··· PROVIDED DATA

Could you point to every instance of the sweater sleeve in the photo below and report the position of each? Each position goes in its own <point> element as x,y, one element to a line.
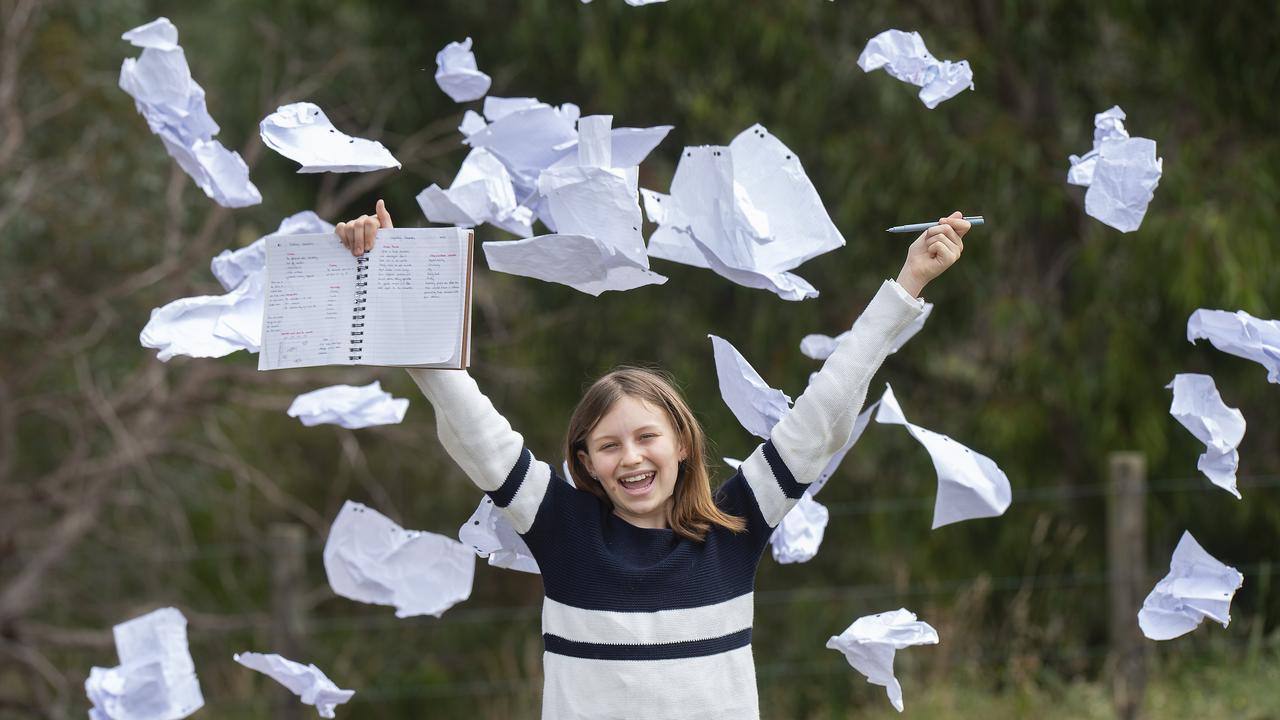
<point>822,419</point>
<point>484,445</point>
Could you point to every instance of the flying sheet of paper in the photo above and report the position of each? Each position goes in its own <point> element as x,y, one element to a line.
<point>630,146</point>
<point>370,559</point>
<point>748,210</point>
<point>799,536</point>
<point>231,267</point>
<point>209,326</point>
<point>307,682</point>
<point>871,643</point>
<point>173,104</point>
<point>592,196</point>
<point>821,346</point>
<point>969,484</point>
<point>755,405</point>
<point>471,123</point>
<point>1197,587</point>
<point>1124,182</point>
<point>457,74</point>
<point>490,534</point>
<point>481,192</point>
<point>584,263</point>
<point>1120,172</point>
<point>156,677</point>
<point>302,133</point>
<point>1198,406</point>
<point>1240,335</point>
<point>348,406</point>
<point>526,135</point>
<point>903,55</point>
<point>1107,126</point>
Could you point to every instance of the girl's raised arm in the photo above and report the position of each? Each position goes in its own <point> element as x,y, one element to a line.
<point>822,418</point>
<point>472,432</point>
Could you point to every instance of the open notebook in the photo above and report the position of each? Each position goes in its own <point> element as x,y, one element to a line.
<point>405,304</point>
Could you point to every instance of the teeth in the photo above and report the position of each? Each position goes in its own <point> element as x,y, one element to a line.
<point>638,479</point>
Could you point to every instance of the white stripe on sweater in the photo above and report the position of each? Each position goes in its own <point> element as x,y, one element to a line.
<point>714,687</point>
<point>647,628</point>
<point>524,507</point>
<point>768,493</point>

······

(TRY IT) A word-for-word reprint of the listing above is needed, minus the pictures.

(SOLUTION TO THE EXERCISE)
Could you point to every instance of the sweater sleeve in the photo below and report the position of each? Each position goes in its own <point> element as x,y, one element to a line.
<point>822,419</point>
<point>484,445</point>
Could you point to every instance of the flying sheet of paper in the photo above and report the position of each? Each position goes in its own <point> element as x,y, one element to a line.
<point>630,146</point>
<point>370,559</point>
<point>748,210</point>
<point>799,536</point>
<point>231,267</point>
<point>209,326</point>
<point>307,682</point>
<point>871,643</point>
<point>173,104</point>
<point>592,196</point>
<point>821,346</point>
<point>969,484</point>
<point>755,405</point>
<point>471,123</point>
<point>1197,587</point>
<point>1124,182</point>
<point>457,74</point>
<point>490,534</point>
<point>481,192</point>
<point>584,263</point>
<point>1120,172</point>
<point>156,677</point>
<point>302,133</point>
<point>1198,406</point>
<point>1240,335</point>
<point>348,406</point>
<point>526,135</point>
<point>903,55</point>
<point>1107,126</point>
Could you point to every instance of the girl's raised arm in the photo above and report the position of each? Each position goes in its own <point> element as x,y, one element to a line.
<point>822,418</point>
<point>472,432</point>
Could you point to every instance of the open notebook in the photo above and report the position of each? Each position goes in its own <point> element as x,y, one element to a line.
<point>405,304</point>
Could you point to every instance of the teeth in the photo above and report the position of each? Each position goes in its own <point> element as x,y, one element to a line.
<point>638,479</point>
Could you point to every instance of the white stripe on sweater in the photo above and report the position of each? Each position goes in its own <point> element as x,y, one element to a line.
<point>714,687</point>
<point>647,628</point>
<point>524,507</point>
<point>768,493</point>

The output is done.